**COMPITI DA SVOLGERE:**
a. Per favore, riporta il brano del testo sullo sciopero dei magistrati compreso tra "Ora l’Anm ripete" e "dell’ostruzionismo o dell’astensione.", estremi inclusi.
b. Riprendi il testo sullo sciopero dei magistrati subito dopo la sua ultima frase e portalo avanti.

Ora l’Anm ripete la recita nel suo momento peggiore: lo scandalo Palamara e le indagini sulla Procura simbolo di Mani Pulite ne hanno compromesso la credibilità in modo irrimediabile, e probabilmente uno sciopero le sarebbe fatale. Peccato, perché la Magistratura non si merita questo epilogo inglorioso. Le ragioni per le quali lo sciopero sarebbe una follia sono due: una ragion pura e una ragion pratica. La prima è evidente: un magistrato, in quanto percettore di un reddito e di una pensione è, sotto questo profilo, un qualsiasi impiegato statale, e quindi può benissimo scioperare se vengono vulnerati i suoi diritti di lavoratore. Tuttavia, in quanto rivestito della toga, rappresenta il terzo potere dello Stato: il suo dovere è di applicare le leggi, non di opporvisi con l’arma dell’ostruzionismo o dell’astensione.

**DATI FORNITI:**

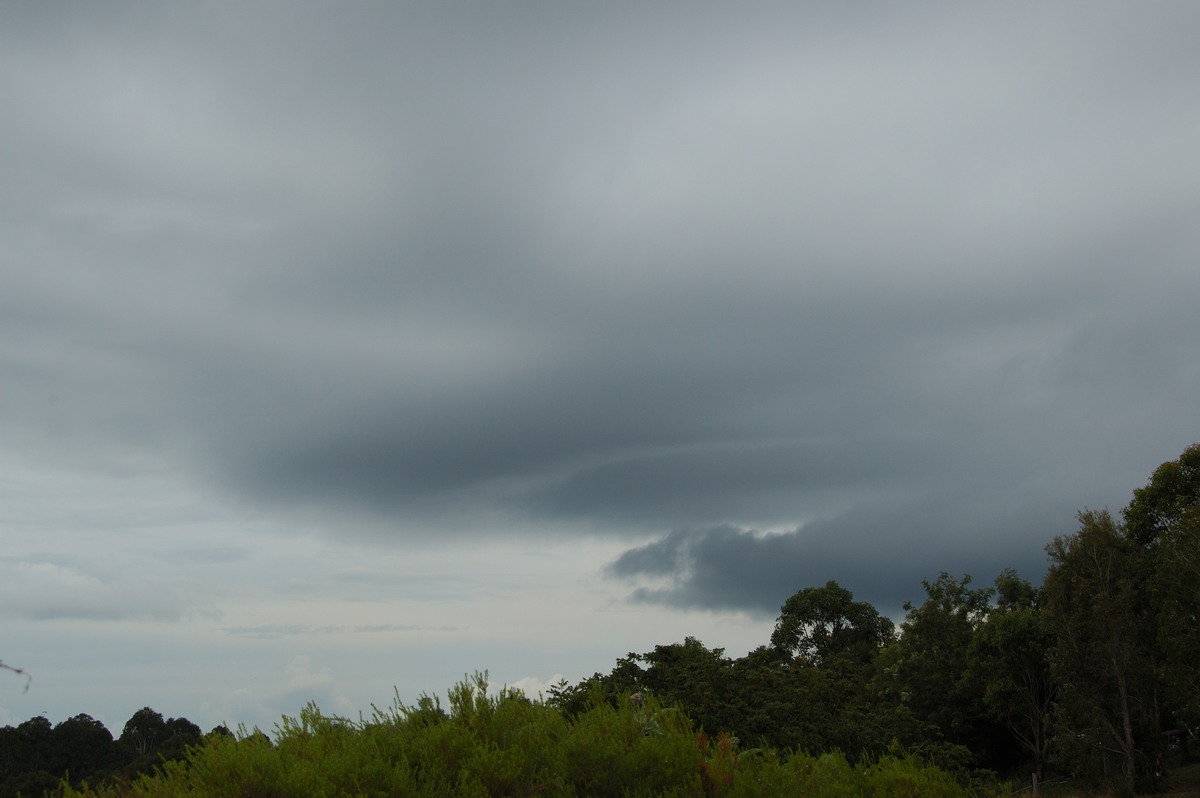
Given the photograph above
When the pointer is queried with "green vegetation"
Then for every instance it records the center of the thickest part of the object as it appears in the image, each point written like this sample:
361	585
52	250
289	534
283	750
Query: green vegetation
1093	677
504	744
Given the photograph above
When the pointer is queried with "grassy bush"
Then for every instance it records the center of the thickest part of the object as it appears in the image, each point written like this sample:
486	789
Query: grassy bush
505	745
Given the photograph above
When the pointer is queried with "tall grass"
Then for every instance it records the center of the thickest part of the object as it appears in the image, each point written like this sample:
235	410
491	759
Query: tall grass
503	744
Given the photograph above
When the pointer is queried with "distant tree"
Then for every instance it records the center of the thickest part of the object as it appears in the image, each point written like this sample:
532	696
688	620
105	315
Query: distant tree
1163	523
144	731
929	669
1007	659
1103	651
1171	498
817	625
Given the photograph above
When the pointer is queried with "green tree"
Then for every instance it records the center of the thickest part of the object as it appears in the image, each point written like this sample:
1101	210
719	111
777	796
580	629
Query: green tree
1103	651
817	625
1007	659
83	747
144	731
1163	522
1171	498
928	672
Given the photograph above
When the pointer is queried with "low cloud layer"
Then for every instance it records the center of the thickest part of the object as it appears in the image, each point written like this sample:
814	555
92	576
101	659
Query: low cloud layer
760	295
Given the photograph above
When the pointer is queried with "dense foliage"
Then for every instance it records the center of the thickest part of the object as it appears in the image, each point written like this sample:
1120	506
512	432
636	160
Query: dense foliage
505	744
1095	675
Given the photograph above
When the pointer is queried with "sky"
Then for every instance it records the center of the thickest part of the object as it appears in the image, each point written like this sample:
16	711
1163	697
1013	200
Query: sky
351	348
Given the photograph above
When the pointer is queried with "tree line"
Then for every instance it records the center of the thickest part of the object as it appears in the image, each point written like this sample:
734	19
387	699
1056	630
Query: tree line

---

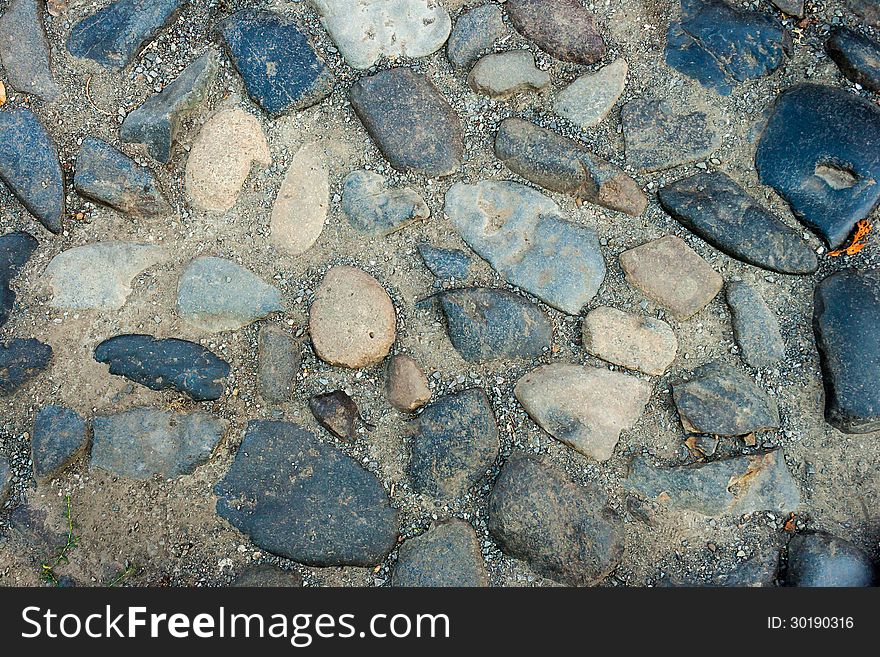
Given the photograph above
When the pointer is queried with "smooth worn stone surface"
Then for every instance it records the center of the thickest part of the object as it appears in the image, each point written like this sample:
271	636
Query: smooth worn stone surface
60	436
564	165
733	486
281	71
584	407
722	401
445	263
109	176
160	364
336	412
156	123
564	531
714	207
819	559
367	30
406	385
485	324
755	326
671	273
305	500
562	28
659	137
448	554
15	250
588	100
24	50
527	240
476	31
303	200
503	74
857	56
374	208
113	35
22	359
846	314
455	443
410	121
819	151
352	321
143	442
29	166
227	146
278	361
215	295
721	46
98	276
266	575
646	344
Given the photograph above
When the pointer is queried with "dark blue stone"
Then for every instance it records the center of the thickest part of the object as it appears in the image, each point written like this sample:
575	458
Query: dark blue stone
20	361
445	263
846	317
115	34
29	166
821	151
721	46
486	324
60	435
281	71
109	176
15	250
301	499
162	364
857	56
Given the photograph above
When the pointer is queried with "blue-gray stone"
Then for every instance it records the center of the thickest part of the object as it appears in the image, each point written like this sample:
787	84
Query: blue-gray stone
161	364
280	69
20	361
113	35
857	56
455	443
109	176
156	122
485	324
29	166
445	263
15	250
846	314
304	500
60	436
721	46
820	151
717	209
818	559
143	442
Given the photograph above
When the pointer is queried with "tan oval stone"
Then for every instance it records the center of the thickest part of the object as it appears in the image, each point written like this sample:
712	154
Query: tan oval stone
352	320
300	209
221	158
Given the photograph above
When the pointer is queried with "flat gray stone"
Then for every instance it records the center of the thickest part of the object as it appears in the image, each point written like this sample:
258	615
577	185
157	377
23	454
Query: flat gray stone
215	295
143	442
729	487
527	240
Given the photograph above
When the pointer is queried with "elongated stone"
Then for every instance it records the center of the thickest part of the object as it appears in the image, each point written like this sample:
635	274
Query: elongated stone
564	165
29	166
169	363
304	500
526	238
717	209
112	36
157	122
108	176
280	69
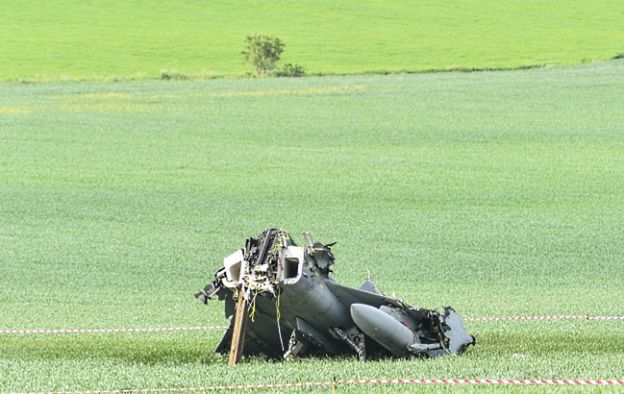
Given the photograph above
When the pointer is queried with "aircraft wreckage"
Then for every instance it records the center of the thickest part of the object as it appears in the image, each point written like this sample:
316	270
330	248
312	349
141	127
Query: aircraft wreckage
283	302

**RISPOSTE FORNITE:**
a.
Ora l’Anm ripete la recita nel suo momento peggiore: lo scandalo Palamara e le indagini sulla Procura simbolo di Mani Pulite ne hanno compromesso la credibilità in modo irrimediabile, e probabilmente uno sciopero le sarebbe fatale. Peccato, perché la Magistratura non si merita questo epilogo inglorioso. Le ragioni per le quali lo sciopero sarebbe una follia sono due: una ragion pura e una ragion pratica. La prima è evidente: un magistrato, in quanto percettore di un reddito e di una pensione è, sotto questo profilo, un qualsiasi impiegato statale, e quindi può benissimo scioperare se vengono vulnerati i suoi diritti di lavoratore. Tuttavia, in quanto rivestito della toga, rappresenta il terzo potere dello Stato: il suo dovere è di applicare le leggi, non di opporvisi con l’arma dell’ostruzionismo o dell’astensione.

b.
La giustizia penale ha aggredito gli amministratori locali, i quali, paralizzati dalla cosiddetta “paura della firma”, hanno adottato una timida condotta difensiva, cioè l’inerzia e talvolta il prudenziale diniego di provvedimenti essenziali. La giustizia civile, con la sua lentezza, ha incentivato gli inadempimenti contrattuali dei fornitori e degli acquirenti. Nei convegni degli imprenditori le lamentele cambiano: ora sull’approvvigionamento di materie prime, ora sulla conflittualità sindacale, ora sull’invadenza della burocrazia, ora sull’oppressione tributaria, ecc. Una sola rimane costante: quella sulla inefficienza e inaffidabilità della nostra giustizia, che compromette lo sviluppo e contribuisce alla stagnazione e al declino. Se in questo quadro già desolante si inserisse lo sciopero dei magistrati, il nostro sistema complessivo - già vulnerato dalle ripetute crisi finanziarie, dall’epidemia e dalla guerra - subirebbe un colpo ulteriore. Non diciamo che sarebbe fatale, perché le risorse del Paese sono molteplici, se non proprio inesauribili. Ma costituirebbe un messaggio calamitoso verso i cittadini e lo stesso governo, che con tutti i suoi limiti sta facendo miracoli per tenere in piedi questa vacillante impalcatura.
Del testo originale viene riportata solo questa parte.